[Work required]: Copy word for word the rows from the line containing "finger. Report bounding box coordinates for each one." up to and including the line containing "[315,192,323,205]".
### Supplied data ###
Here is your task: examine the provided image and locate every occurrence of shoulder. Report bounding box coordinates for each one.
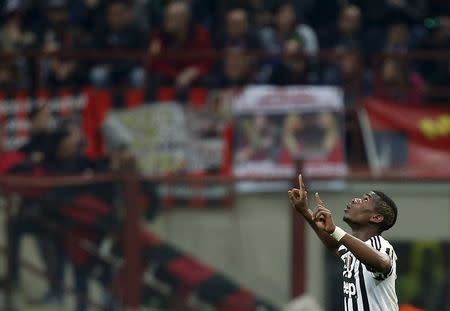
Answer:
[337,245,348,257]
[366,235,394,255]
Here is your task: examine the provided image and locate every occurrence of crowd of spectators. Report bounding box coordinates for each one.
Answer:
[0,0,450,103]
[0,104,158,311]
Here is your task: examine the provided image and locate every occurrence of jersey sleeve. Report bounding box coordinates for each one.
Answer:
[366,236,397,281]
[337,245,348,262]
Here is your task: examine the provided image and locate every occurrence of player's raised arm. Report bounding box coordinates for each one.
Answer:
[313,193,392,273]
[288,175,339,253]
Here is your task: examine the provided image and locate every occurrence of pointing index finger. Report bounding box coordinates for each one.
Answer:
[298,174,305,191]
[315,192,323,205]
###
### Supplied data ###
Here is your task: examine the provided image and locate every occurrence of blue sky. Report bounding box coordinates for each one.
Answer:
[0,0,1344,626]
###
[Exercise response]:
Here is your task: examine the provided image and locate every occurrence of pointing index finger. Report bounding box coordinates for each one.
Answer:
[298,174,305,191]
[315,192,323,205]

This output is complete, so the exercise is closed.